▸ Written task
Starting at the line that contains "For each instance of the quay, place", copy each line through the final one exactly as written.

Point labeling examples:
▼
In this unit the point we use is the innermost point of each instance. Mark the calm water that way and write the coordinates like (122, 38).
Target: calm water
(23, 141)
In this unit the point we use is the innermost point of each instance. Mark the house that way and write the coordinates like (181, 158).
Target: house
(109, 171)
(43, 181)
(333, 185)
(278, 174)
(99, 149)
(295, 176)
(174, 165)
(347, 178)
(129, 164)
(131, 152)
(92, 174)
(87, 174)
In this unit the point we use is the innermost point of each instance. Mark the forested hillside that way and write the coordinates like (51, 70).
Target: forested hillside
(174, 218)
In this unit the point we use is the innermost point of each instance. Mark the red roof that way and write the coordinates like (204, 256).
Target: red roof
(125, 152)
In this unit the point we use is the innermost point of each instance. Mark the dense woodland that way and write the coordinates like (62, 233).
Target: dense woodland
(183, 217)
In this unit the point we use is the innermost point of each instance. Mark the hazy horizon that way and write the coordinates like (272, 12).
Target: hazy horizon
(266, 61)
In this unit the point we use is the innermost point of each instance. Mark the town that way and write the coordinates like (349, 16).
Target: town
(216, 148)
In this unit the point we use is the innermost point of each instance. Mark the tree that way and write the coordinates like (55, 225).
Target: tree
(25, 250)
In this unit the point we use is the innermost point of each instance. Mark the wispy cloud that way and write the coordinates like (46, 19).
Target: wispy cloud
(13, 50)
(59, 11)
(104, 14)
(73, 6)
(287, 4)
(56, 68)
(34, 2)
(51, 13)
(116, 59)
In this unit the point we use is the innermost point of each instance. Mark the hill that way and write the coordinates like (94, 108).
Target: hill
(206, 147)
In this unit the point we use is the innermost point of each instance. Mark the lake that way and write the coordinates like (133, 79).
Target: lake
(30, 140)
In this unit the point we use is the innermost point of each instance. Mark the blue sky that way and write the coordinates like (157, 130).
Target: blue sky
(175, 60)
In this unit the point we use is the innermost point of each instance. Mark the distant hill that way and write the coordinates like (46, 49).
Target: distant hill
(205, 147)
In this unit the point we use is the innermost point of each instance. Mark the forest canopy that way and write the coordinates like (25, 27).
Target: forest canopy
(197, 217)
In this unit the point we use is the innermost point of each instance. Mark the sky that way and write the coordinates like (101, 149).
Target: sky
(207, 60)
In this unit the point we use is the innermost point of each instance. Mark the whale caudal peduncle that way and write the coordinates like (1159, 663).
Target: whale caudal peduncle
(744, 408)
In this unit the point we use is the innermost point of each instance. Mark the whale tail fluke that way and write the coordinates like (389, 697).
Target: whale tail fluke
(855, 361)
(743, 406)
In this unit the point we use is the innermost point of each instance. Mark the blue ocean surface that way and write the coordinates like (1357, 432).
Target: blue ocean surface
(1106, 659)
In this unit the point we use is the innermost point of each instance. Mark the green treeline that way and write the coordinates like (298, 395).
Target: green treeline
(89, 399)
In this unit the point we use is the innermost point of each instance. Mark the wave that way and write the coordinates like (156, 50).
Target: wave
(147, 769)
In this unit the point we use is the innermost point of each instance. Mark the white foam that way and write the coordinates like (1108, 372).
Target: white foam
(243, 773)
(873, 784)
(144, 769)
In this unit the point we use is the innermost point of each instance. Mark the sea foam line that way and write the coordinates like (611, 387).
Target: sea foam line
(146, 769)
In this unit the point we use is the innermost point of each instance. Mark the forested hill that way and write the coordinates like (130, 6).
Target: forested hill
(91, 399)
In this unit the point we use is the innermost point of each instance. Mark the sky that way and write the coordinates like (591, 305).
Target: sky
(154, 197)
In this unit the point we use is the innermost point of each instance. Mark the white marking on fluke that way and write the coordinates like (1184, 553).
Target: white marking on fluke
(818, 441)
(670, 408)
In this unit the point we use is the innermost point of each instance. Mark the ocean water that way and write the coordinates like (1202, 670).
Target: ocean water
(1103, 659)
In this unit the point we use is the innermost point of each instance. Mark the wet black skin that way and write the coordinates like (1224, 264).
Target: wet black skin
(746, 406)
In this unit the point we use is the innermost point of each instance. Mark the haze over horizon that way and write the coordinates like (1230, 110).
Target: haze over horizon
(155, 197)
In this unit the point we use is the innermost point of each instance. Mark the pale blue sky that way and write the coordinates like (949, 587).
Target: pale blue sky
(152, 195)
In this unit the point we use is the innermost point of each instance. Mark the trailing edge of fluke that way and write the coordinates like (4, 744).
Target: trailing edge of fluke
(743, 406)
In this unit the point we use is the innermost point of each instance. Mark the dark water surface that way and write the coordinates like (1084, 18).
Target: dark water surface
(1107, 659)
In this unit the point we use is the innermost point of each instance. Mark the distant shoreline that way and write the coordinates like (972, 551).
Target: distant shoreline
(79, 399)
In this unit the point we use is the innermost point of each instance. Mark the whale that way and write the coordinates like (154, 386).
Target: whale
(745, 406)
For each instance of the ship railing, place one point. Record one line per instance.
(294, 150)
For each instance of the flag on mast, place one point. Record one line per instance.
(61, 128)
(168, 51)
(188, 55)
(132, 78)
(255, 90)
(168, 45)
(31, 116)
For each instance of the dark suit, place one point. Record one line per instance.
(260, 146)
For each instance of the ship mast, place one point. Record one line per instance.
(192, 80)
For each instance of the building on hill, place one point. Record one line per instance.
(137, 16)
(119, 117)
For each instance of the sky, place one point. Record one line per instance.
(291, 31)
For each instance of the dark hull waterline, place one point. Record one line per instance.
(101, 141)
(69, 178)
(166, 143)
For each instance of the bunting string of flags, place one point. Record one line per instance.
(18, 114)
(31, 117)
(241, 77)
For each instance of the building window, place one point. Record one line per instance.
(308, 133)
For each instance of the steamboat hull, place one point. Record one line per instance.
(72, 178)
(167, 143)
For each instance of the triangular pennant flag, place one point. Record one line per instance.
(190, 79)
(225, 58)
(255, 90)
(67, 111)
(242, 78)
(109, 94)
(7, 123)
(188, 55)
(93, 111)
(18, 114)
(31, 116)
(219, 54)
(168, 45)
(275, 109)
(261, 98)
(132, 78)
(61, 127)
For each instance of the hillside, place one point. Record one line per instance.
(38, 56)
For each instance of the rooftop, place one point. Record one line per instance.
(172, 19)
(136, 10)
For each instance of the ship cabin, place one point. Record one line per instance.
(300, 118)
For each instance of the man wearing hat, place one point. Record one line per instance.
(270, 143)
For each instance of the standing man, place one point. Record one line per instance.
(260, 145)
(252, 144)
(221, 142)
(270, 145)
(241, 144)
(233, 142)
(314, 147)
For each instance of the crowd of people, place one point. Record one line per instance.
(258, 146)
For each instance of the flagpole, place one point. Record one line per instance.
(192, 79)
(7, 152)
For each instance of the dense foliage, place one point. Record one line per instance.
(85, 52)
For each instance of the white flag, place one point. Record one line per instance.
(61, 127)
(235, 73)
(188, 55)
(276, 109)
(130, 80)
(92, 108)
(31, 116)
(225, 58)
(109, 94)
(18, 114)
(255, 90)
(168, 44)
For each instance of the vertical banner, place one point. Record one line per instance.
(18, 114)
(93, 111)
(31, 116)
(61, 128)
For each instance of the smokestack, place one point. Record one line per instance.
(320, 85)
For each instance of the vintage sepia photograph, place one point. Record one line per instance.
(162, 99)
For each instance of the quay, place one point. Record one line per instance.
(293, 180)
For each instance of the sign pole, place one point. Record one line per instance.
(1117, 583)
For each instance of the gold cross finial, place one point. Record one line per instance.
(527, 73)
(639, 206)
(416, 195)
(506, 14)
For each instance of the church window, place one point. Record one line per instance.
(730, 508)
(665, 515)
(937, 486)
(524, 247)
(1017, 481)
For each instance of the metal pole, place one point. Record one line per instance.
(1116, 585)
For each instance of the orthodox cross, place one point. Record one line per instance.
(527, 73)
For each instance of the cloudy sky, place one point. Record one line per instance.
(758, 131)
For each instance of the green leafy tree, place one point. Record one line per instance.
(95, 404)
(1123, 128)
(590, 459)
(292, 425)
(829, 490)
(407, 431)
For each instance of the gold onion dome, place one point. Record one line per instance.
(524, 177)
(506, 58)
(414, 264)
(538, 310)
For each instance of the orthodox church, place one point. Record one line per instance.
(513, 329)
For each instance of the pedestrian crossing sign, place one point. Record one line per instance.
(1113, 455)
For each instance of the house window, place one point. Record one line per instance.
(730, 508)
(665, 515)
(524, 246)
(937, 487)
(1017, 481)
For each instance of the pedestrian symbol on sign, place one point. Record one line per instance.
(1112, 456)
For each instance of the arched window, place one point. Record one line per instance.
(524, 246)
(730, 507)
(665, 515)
▲
▸ Written reply
For each instance of the quay, place one point. Record one line per instance.
(293, 180)
For each instance of the sign pole, place one point. Record one line per instance.
(1117, 583)
For each instance of the gold cross finial, place one point. Record one line per instance.
(527, 73)
(639, 206)
(416, 195)
(506, 14)
For each instance of the church window, place one point. Record one line per instance.
(730, 508)
(665, 515)
(937, 486)
(524, 247)
(1017, 481)
For each instance of the metal pole, place one point. Record one line per instance.
(1116, 585)
For each instance of the orthodox cross, place one point. Record one line per instance.
(527, 73)
For each instance of the cloudy sky, place one point. Record one line per instance.
(758, 131)
For each instance of the green leafy tree, place one point. Record one line per instance.
(95, 404)
(1123, 128)
(590, 459)
(292, 425)
(829, 490)
(407, 431)
For each instance of the gold onion dome, place one point. Record one line per instance.
(524, 177)
(506, 58)
(414, 264)
(538, 310)
For each instance of the orthodox church, place one point. Record one line per instance.
(513, 329)
For each instance of the pedestrian crossing sign, place one point. Record one line per instance.
(1113, 455)
For each instance of the house window, place one point. Record one line per instance.
(730, 508)
(665, 515)
(524, 246)
(937, 487)
(1017, 481)
For each instance of the pedestrian symbol on sign, place one point. Record one line per instance.
(1112, 456)
For each instance of the arched window, place one point. Record one line per instance.
(524, 246)
(730, 507)
(665, 515)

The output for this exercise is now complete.